### Given exercise:
Find each line in the material that contains the string "tree" and copy it out in full. Case counts.

>> BEGIN Extracted information

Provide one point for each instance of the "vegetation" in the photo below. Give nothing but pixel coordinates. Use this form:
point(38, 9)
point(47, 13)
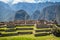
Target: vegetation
point(30, 37)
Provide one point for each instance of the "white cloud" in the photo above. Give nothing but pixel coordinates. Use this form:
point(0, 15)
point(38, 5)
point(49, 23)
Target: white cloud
point(4, 1)
point(16, 1)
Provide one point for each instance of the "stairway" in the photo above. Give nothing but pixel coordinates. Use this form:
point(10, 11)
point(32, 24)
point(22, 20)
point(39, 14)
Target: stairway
point(42, 30)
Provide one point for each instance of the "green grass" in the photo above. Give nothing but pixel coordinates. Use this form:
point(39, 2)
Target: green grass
point(30, 37)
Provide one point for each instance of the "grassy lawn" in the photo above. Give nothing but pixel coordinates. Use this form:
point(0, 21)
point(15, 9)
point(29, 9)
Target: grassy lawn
point(27, 36)
point(30, 37)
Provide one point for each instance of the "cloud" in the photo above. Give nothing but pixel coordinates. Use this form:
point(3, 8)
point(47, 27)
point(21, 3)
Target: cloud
point(4, 1)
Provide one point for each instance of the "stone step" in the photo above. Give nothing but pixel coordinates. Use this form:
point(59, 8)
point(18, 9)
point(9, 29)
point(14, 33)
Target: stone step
point(24, 28)
point(25, 32)
point(41, 34)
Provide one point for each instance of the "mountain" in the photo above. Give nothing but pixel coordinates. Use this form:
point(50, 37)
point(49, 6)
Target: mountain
point(21, 15)
point(35, 15)
point(31, 7)
point(32, 10)
point(5, 12)
point(52, 13)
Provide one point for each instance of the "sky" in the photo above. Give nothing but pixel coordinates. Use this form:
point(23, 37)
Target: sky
point(30, 1)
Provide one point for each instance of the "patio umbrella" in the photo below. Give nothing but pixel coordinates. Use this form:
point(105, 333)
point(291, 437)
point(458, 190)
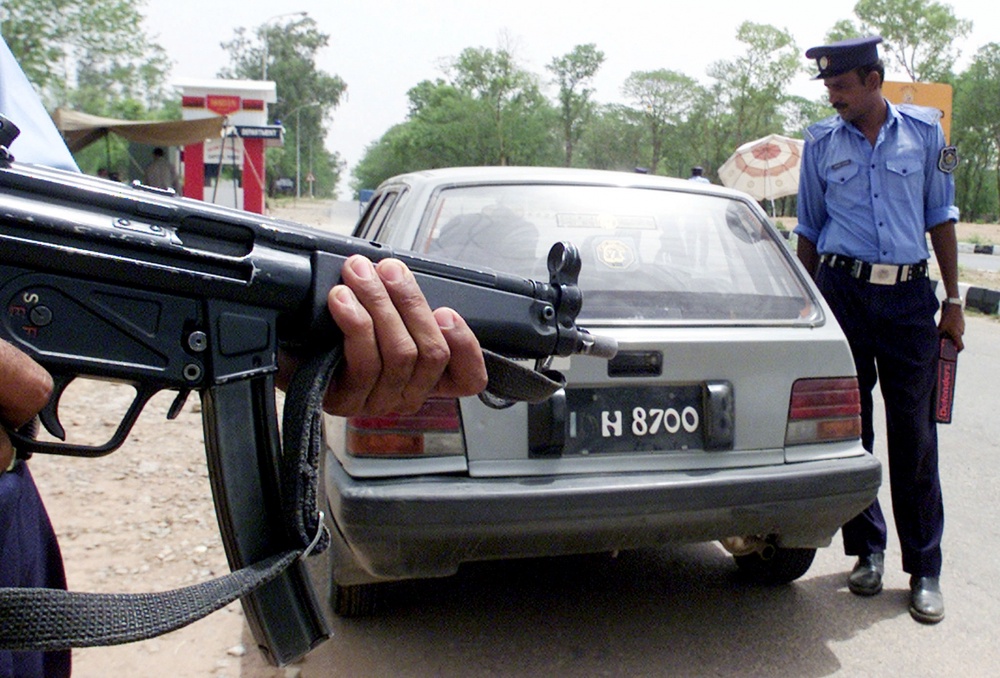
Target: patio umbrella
point(766, 168)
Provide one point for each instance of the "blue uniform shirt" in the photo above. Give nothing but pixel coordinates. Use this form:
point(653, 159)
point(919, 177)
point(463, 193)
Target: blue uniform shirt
point(875, 203)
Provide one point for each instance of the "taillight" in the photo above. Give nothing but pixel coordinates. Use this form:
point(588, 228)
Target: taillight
point(824, 410)
point(433, 431)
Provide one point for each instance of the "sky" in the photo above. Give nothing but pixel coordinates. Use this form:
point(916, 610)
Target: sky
point(382, 48)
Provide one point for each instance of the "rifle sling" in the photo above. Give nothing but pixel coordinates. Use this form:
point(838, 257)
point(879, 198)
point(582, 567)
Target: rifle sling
point(42, 620)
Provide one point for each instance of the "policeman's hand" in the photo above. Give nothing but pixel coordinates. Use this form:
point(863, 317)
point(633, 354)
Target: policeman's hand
point(397, 351)
point(952, 324)
point(25, 387)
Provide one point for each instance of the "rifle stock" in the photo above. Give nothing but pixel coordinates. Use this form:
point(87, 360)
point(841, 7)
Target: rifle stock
point(125, 283)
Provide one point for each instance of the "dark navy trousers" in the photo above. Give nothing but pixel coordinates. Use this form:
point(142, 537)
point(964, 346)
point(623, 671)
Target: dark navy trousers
point(894, 338)
point(29, 557)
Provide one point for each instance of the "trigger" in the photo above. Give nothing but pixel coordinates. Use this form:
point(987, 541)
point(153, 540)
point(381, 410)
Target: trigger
point(49, 416)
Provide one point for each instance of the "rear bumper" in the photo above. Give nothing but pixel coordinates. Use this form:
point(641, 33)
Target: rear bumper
point(425, 527)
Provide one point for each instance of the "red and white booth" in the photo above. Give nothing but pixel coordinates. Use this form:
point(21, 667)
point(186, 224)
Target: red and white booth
point(243, 105)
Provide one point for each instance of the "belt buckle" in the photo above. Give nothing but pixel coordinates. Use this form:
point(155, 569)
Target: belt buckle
point(884, 274)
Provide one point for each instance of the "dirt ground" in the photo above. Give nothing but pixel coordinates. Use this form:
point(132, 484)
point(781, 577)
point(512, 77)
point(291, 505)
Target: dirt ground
point(141, 519)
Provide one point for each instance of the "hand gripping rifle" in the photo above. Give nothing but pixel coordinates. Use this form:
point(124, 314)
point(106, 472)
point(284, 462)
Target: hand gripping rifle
point(131, 284)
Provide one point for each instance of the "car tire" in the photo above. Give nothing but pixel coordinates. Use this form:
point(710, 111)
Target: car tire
point(359, 600)
point(775, 565)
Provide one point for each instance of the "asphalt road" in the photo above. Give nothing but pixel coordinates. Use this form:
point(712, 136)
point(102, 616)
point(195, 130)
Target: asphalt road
point(684, 611)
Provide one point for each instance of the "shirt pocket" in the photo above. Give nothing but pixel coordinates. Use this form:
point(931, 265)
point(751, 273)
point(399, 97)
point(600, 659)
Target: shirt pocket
point(904, 177)
point(846, 187)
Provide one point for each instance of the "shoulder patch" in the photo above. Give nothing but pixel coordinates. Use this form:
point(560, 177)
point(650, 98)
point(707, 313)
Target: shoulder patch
point(948, 159)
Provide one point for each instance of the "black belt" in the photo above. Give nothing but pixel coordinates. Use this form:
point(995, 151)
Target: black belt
point(878, 274)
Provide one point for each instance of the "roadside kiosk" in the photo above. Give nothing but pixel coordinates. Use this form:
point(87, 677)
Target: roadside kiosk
point(243, 105)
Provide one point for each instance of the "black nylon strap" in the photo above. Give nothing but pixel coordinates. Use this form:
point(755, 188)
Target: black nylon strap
point(41, 620)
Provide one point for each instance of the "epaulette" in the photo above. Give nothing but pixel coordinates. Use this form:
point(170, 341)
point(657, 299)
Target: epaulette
point(820, 129)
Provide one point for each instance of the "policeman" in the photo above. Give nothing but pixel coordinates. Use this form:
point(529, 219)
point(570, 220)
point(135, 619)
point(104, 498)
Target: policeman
point(875, 178)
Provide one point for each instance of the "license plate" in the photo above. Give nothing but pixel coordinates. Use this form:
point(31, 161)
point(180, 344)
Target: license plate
point(639, 419)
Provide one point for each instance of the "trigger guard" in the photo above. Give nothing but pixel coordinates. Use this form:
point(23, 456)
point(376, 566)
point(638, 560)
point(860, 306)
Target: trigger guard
point(49, 415)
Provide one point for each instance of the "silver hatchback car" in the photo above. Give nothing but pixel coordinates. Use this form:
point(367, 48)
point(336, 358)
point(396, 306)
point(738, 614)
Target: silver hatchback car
point(730, 413)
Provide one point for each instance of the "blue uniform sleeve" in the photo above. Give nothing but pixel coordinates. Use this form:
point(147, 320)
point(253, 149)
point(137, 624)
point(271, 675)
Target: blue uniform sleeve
point(811, 202)
point(939, 186)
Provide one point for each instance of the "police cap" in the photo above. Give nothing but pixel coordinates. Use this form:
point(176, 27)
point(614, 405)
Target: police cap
point(844, 56)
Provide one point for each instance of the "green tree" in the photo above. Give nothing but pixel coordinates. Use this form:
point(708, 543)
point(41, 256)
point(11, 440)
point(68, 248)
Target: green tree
point(306, 95)
point(754, 86)
point(615, 139)
point(508, 95)
point(921, 36)
point(664, 99)
point(93, 55)
point(573, 72)
point(976, 132)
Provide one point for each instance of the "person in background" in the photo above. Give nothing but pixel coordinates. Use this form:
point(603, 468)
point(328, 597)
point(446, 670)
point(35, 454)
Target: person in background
point(160, 173)
point(398, 352)
point(875, 179)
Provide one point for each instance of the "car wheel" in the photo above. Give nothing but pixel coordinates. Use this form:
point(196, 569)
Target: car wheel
point(775, 565)
point(359, 600)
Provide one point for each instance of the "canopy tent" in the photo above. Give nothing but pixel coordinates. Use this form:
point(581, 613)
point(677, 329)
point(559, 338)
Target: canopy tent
point(82, 129)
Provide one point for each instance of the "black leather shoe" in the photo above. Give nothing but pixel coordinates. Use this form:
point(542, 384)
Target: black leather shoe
point(866, 577)
point(926, 601)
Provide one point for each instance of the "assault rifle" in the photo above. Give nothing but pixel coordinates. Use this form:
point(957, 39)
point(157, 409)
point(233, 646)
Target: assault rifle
point(134, 285)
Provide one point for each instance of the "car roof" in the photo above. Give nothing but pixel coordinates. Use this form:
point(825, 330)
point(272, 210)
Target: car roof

>> END Extracted information

### Reply to the exercise:
Provide one point for each instance of the "green tree" in the photo above. Give nothing but pixel coordinates. Use this form:
Target: green tree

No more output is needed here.